* **Short task**
Reproduce word for word the lines that begin at the one containing "Annotation task — annotate the metal" and end with the one containing "Target: orange flame", including both of those lines.

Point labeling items
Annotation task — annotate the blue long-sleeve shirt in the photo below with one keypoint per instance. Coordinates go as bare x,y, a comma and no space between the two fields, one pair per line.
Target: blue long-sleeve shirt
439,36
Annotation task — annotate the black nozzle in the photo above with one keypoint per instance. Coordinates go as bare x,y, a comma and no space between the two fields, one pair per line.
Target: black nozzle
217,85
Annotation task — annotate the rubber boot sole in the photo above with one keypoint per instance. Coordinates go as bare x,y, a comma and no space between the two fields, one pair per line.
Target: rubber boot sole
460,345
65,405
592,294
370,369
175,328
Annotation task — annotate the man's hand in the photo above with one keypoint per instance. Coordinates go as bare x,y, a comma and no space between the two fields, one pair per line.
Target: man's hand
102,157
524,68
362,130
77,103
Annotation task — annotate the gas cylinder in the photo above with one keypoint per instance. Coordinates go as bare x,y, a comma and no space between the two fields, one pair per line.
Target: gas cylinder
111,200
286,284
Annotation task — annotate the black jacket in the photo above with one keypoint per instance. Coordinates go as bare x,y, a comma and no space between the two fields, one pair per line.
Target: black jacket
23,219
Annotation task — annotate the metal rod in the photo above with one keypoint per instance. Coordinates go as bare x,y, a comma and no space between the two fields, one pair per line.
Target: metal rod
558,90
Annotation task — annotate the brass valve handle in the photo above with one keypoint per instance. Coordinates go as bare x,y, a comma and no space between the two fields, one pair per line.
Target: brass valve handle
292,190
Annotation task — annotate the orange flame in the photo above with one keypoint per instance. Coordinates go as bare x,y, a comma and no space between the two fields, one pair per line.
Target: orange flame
--
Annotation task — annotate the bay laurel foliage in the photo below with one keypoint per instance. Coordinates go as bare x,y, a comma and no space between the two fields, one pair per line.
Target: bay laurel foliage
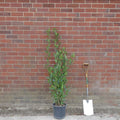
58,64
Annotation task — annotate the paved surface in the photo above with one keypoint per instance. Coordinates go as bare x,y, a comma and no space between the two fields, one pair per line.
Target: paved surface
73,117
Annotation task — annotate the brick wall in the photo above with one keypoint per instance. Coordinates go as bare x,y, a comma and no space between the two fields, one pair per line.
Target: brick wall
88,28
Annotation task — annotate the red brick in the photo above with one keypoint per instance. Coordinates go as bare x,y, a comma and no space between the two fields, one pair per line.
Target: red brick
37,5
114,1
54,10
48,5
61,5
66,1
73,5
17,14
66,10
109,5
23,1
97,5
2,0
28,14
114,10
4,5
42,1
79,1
* * *
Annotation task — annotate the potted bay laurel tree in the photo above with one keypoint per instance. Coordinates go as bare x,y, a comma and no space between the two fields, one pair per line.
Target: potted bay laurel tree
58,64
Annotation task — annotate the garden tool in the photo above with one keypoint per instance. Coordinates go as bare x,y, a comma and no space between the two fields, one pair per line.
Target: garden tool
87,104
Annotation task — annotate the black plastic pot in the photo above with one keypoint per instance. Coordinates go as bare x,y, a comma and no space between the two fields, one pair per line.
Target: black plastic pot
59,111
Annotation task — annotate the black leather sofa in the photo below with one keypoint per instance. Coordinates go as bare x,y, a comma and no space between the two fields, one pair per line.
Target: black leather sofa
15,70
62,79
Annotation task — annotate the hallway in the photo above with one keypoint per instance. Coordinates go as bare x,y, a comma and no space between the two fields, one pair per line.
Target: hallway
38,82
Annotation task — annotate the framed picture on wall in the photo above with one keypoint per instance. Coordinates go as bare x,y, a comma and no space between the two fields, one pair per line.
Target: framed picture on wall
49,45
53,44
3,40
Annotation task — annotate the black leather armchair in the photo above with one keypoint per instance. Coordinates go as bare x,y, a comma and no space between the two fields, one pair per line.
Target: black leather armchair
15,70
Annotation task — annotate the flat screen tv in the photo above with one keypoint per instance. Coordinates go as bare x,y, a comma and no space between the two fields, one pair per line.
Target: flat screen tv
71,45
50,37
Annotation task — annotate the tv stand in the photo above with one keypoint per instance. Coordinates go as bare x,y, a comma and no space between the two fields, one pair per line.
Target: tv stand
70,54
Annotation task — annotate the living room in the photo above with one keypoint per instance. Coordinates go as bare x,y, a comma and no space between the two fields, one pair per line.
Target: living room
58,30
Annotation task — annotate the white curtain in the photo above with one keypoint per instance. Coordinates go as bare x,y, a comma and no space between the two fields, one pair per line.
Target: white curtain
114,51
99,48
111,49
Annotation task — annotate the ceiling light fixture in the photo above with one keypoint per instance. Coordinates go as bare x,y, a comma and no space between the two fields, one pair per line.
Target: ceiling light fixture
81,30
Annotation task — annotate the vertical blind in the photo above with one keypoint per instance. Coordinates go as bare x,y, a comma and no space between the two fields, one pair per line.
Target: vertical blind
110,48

* **Correct answer**
Annotation task — annotate the metal rod in the photo above with one keypoint per instance. Coordinates go as bare x,y, a comma and no space between the two fields, one pair per line.
Target: metal rod
558,90
Annotation task — annotate the brass valve handle in the photo above with one keypoint per instance. Coordinates go as bare x,y, a comma and no space between the two fields, one pair per line.
Target: brass valve handle
292,190
Annotation task — annotate the orange flame in the photo above with one keypoint per instance. Coordinates go as bare x,y, a comma and no space between the two fields, one pair per line.
Target: orange flame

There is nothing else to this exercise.